Exercise aim –
Copy out the items below, replacing each occurrence of "paper slip" with "note card" and keeping everything else unchanged.

◆ ◆ ◆ ◆ ◆ ◆ ◆

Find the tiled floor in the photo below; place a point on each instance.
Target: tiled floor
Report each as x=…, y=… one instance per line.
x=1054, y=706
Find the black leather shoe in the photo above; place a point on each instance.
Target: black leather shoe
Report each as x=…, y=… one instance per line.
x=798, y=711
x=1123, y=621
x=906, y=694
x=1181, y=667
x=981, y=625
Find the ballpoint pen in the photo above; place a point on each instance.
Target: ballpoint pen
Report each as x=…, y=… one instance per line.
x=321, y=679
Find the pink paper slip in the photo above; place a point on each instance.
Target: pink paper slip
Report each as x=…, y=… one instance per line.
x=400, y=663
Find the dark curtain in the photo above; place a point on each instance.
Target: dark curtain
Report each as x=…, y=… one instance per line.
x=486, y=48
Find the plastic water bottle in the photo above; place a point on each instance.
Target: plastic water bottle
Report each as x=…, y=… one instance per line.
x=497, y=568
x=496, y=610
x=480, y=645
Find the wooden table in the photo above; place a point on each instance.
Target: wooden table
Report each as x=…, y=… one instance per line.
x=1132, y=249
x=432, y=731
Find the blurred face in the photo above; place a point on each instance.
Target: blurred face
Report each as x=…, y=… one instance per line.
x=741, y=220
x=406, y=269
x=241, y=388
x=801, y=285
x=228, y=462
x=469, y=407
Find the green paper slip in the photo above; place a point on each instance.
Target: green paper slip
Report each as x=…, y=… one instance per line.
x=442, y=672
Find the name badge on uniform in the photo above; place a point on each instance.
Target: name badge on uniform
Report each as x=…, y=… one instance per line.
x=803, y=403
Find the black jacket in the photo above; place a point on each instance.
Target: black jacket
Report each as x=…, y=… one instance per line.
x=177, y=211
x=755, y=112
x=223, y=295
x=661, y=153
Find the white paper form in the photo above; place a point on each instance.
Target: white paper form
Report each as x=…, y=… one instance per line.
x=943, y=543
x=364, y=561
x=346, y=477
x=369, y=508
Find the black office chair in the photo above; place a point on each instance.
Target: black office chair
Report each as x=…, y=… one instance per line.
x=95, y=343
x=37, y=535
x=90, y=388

◆ ◆ ◆ ◆ ◆ ◆ ◆

The reply –
Find the tiled floor in the photo below; place a point on each instance.
Target: tiled floor
Report each as x=…, y=… one instance per line.
x=1054, y=706
Find the black leather shoe in the photo above; place a point on each instance.
Target: black leather shoe
Report each as x=…, y=… one instance per line.
x=798, y=711
x=1123, y=621
x=906, y=694
x=1181, y=667
x=981, y=625
Find the ballpoint pen in the photo above; place a point on each instance.
Target: ballpoint pen
Report each as x=…, y=… one instance per line.
x=321, y=679
Find the pink note card in the photo above; place a point on each instance.
Target: pink note card
Report each as x=…, y=… one instance per line.
x=400, y=663
Find the dark curtain in the photo above; place a point on each instance.
Target: dark curtain
Report each as x=…, y=… one instance per line.
x=486, y=48
Find the plastic water bottle in the photo above; place a point on each instance.
Target: plastic water bottle
Report each as x=…, y=… one instance per line.
x=497, y=568
x=496, y=610
x=480, y=645
Find the wooden table in the photo above; place a point on each instance.
Target: wooden table
Report each as x=…, y=… one instance per line.
x=1132, y=249
x=432, y=731
Find the blurred face in the photo above; place a point on each instance.
Target: blurred face
Report each as x=…, y=… one instance per line.
x=741, y=220
x=406, y=269
x=241, y=388
x=801, y=285
x=228, y=462
x=469, y=407
Find the green note card in the photo above; place a point on each instance.
Target: green note card
Report each as x=…, y=… one instance per line.
x=442, y=672
Find the name badge on uniform in the photo above; place a point on each instance.
Target: name badge on uniform
Report each as x=…, y=… one instance per line.
x=803, y=403
Find the black jacket in the photo above; place a point on each instance.
Target: black jacket
Report each as x=…, y=… one instance per line.
x=177, y=211
x=755, y=112
x=223, y=295
x=661, y=153
Find the white paper form in the photo above; place a point on each instance.
Target: white paper form
Report each as x=…, y=… one instance per line.
x=943, y=543
x=364, y=561
x=346, y=477
x=369, y=508
Find the black office chair in the photo above; place a point on each instance.
Target: black office chair
Report each as x=…, y=… one instance per line.
x=95, y=343
x=37, y=535
x=90, y=388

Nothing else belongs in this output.